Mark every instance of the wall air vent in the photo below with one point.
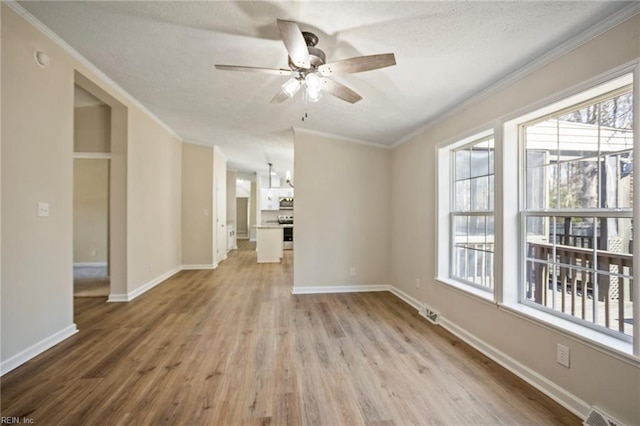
(598, 418)
(431, 315)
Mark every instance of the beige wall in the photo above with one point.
(242, 215)
(197, 205)
(92, 129)
(37, 166)
(153, 200)
(90, 210)
(595, 378)
(231, 196)
(341, 212)
(220, 236)
(254, 210)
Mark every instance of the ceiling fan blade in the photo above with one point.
(260, 70)
(280, 97)
(294, 42)
(358, 64)
(340, 91)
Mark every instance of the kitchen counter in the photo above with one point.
(269, 243)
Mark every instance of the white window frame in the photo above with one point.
(511, 220)
(444, 226)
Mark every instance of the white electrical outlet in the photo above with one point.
(43, 209)
(562, 355)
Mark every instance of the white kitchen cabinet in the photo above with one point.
(269, 203)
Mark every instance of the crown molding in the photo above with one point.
(339, 137)
(601, 27)
(37, 24)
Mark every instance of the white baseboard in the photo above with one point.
(143, 288)
(409, 300)
(544, 385)
(118, 297)
(36, 349)
(565, 398)
(90, 264)
(198, 267)
(340, 289)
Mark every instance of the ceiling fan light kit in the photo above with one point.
(308, 67)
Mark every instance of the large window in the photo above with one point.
(577, 212)
(472, 218)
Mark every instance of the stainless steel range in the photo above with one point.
(287, 231)
(285, 220)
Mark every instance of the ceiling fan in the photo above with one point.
(307, 67)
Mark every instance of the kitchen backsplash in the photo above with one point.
(271, 216)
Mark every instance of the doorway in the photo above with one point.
(90, 227)
(242, 218)
(100, 142)
(91, 146)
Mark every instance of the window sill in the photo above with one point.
(468, 290)
(601, 342)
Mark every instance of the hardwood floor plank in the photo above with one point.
(233, 346)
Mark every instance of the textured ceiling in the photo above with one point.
(163, 54)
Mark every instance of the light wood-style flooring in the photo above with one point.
(232, 346)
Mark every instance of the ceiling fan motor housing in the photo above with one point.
(316, 56)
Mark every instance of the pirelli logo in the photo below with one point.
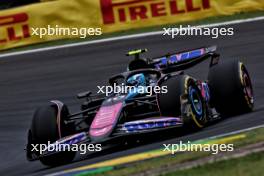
(14, 27)
(114, 11)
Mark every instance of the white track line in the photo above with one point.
(141, 35)
(207, 138)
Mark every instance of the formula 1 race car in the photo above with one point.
(160, 97)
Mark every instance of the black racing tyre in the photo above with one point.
(170, 102)
(231, 88)
(44, 128)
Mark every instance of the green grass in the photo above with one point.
(209, 20)
(250, 165)
(252, 137)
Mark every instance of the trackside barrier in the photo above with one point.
(109, 15)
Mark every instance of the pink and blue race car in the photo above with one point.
(182, 101)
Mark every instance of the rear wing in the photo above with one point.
(185, 59)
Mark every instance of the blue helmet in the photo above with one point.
(137, 80)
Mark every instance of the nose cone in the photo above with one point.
(105, 121)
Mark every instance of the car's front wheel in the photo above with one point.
(44, 129)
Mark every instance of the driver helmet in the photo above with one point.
(137, 80)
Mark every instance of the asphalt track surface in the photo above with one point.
(30, 80)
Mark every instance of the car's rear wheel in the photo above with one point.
(44, 128)
(231, 88)
(170, 103)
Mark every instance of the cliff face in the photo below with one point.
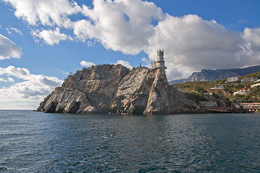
(116, 89)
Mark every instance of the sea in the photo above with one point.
(39, 142)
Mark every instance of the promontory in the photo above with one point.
(116, 89)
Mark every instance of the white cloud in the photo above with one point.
(47, 12)
(2, 80)
(86, 64)
(51, 37)
(8, 49)
(119, 25)
(191, 43)
(10, 79)
(132, 26)
(124, 63)
(11, 30)
(33, 88)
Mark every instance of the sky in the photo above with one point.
(42, 41)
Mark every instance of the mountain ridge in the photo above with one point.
(212, 75)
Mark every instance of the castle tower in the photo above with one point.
(160, 60)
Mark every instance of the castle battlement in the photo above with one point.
(160, 63)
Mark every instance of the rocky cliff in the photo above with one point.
(116, 89)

======

### Brief
Output nothing except an exact copy of the records above, with the images left out.

### Exercise response
Mark every instance of the wall air vent in the photo below with one point.
(598, 418)
(431, 315)
Mark every instance of the beige wall in the photo above with one point.
(242, 215)
(197, 205)
(92, 129)
(37, 166)
(153, 200)
(90, 210)
(595, 378)
(231, 196)
(341, 212)
(220, 236)
(254, 210)
Mark every instance of the ceiling fan blade in the photo above with one point.
(260, 70)
(280, 97)
(294, 42)
(358, 64)
(340, 91)
Mark every instance of the kitchen counter in the photo above with one point.
(269, 243)
Mark every instance of the white window frame in the photo above with one point.
(511, 220)
(444, 226)
Mark every instance of the white electrical outlet in the photo above with one point.
(43, 209)
(562, 355)
Mark every instance of the white kitchen cabinet in the photo above with one point.
(269, 203)
Mark every instance of the crown molding in the photo above with one point.
(339, 137)
(601, 27)
(37, 24)
Mark every instance of the white baseboard in the photo above with one point.
(143, 288)
(409, 300)
(544, 385)
(118, 297)
(36, 349)
(565, 398)
(90, 264)
(198, 267)
(340, 289)
Mark every instance of the ceiling fan light kit in the photo above with one point.
(308, 67)
Mark every instance of the large window in the photo above with one point.
(577, 212)
(472, 218)
Mark every instance of the stainless steel range in the photo above with one point.
(287, 231)
(285, 220)
Mark every instance of the ceiling fan in the photo above with one point.
(307, 67)
Mark every instance of the kitchen backsplash in the photo above with one point.
(271, 216)
Mark every instance of the doorway in the photo above with one point.
(90, 227)
(242, 218)
(100, 142)
(91, 146)
Mark every instance of the window sill in the photo above with one point.
(468, 290)
(601, 342)
Mark every instance of the hardwood floor plank in the photo above with one point.
(233, 346)
Mark every instance of the textured ceiling in the photo above with one point.
(163, 54)
Mark every instance of the light wood-style flooring in the photo above with one point.
(232, 346)
Mark every instance of the ceiling fan motor housing in the photo above with one point.
(316, 56)
Mark every instance of the pirelli logo in the photo below with one point.
(14, 27)
(114, 11)
Mark every instance of the white track line in the photo above with one point.
(141, 35)
(207, 138)
Mark every instance of the formula 1 race car in the photo above with one point.
(160, 97)
Mark every instance of the black racing tyre in the photo above with one point.
(170, 102)
(231, 88)
(44, 128)
Mark every instance of the green grass in the photo above with one point.
(209, 20)
(250, 165)
(252, 137)
Mark every instance of the trackside barrier in the photo above with one point.
(109, 15)
Mark every instance of the pink and blue race car in the photo above with one point.
(182, 101)
Mark every instance of the rear wing in the photo above with one point.
(185, 59)
Mark every instance of the blue helmet in the photo above with one point.
(137, 80)
Mark every instance of the nose cone in the photo above with one point.
(105, 121)
Mark every instance of the car's front wheel in the photo above with one point.
(44, 129)
Mark every instance of the driver helmet in the photo above with one point.
(137, 80)
Mark every instance of the asphalt track surface in the photo above with one point.
(30, 80)
Mark every instance of the car's rear wheel in the photo above with one point.
(44, 128)
(231, 88)
(170, 103)
Mark every instance of the cliff face in the photo below with one point.
(116, 89)
Mark every instance of the sea in the photo above with one point.
(39, 142)
Mark every instance of the promontory in the photo above with one point.
(116, 89)
Mark every instance of the white cloud in the photo above with one point.
(47, 12)
(2, 80)
(86, 64)
(51, 37)
(8, 49)
(119, 25)
(191, 43)
(10, 79)
(132, 26)
(124, 63)
(11, 30)
(33, 88)
Mark every instance of the sky in the photo above with one point.
(42, 41)
Mark every instance of the mountain ridge in the photo above with one point.
(212, 75)
Mark every instance of the castle tower in the photo above with one point.
(160, 60)
Mark every instance of the castle battlement in the photo above with one point.
(160, 63)
Mark every instance of the rocky cliff in the photo above with one point.
(116, 89)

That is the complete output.